TEXT SEGMENT:
A mushroom is a fleshy, spore-bearing fruiting body of a fungus. It is somewhat like the fruit of a plant. Millions of spores form in the gill underneath the mushroom's cap that, once released, spread with the wind or other means such as animal feeding. If they land on a suitable substrate, such as wood or soil, spores can germinate to form a network of mycelium which penetrate into their new food source. Unlike the mushroom, which form and decompose quickly, mycelium persists, often for many years, extracting nutrients and sending up its annual crop of mushrooms.
Most mushrooms are edible, though only a few are palatable, and have been consumed throughout history. However, some mushrooms are poisonous and can cause medical concerns or death. Amateurs should strictly avoiding eating mushrooms which they are unfamiliar.
Mushrooms can be cultivated through multiple methods, including log inoculation.

AVAILABLE DATA:
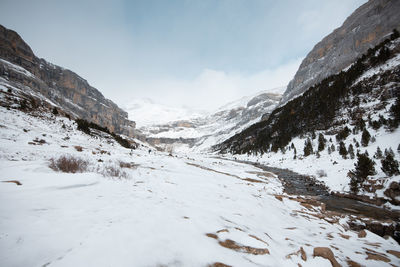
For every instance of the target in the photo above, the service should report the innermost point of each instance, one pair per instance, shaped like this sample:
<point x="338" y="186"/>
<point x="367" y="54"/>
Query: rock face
<point x="20" y="68"/>
<point x="363" y="29"/>
<point x="201" y="133"/>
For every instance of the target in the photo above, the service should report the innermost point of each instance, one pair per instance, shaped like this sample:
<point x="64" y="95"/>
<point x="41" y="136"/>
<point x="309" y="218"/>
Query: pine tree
<point x="351" y="151"/>
<point x="363" y="168"/>
<point x="389" y="151"/>
<point x="333" y="148"/>
<point x="378" y="153"/>
<point x="308" y="149"/>
<point x="342" y="150"/>
<point x="321" y="142"/>
<point x="365" y="137"/>
<point x="390" y="166"/>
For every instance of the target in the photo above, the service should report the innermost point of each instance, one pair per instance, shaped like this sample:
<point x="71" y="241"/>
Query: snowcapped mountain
<point x="366" y="27"/>
<point x="146" y="112"/>
<point x="201" y="132"/>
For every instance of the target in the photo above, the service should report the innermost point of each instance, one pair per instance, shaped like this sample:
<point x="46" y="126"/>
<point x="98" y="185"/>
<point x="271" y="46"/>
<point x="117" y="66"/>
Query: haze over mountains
<point x="301" y="175"/>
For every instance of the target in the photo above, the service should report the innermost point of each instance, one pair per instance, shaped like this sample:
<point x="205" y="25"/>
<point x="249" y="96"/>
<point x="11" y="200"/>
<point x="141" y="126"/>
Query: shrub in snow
<point x="351" y="151"/>
<point x="321" y="142"/>
<point x="333" y="148"/>
<point x="365" y="137"/>
<point x="321" y="173"/>
<point x="342" y="150"/>
<point x="308" y="150"/>
<point x="378" y="153"/>
<point x="69" y="164"/>
<point x="363" y="168"/>
<point x="390" y="166"/>
<point x="112" y="171"/>
<point x="342" y="134"/>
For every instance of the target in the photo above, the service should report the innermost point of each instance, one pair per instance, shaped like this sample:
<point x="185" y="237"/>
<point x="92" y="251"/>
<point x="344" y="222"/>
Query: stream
<point x="297" y="184"/>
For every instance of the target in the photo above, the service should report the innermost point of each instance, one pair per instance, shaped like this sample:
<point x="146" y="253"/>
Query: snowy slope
<point x="201" y="132"/>
<point x="381" y="87"/>
<point x="146" y="112"/>
<point x="167" y="211"/>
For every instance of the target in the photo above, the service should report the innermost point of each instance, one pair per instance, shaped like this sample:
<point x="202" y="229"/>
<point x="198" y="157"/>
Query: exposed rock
<point x="362" y="234"/>
<point x="394" y="253"/>
<point x="228" y="243"/>
<point x="200" y="133"/>
<point x="393" y="192"/>
<point x="219" y="264"/>
<point x="61" y="86"/>
<point x="363" y="29"/>
<point x="326" y="253"/>
<point x="352" y="263"/>
<point x="377" y="257"/>
<point x="13" y="181"/>
<point x="303" y="254"/>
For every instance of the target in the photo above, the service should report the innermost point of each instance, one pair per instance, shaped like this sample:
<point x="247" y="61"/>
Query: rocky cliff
<point x="363" y="29"/>
<point x="20" y="67"/>
<point x="200" y="133"/>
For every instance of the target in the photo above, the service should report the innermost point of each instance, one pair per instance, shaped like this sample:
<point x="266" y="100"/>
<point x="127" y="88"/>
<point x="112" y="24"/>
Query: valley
<point x="305" y="174"/>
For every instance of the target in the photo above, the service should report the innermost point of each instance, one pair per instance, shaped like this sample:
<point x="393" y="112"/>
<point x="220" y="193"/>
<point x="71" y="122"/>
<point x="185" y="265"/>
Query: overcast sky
<point x="200" y="54"/>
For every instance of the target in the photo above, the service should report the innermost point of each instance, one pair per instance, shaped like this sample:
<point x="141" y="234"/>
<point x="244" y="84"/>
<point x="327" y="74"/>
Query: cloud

INSTRUCTIONS FOR THE TASK:
Answer from the mushroom text:
1. Where do a mushroom's spores form?
2. According to the text, how many mushrooms are palatable?
3. Which method of cultivating mushrooms does the text name?

THE COMPLETED TASK:
1. In the gill underneath the mushroom's cap.
2. Only a few.
3. Log inoculation.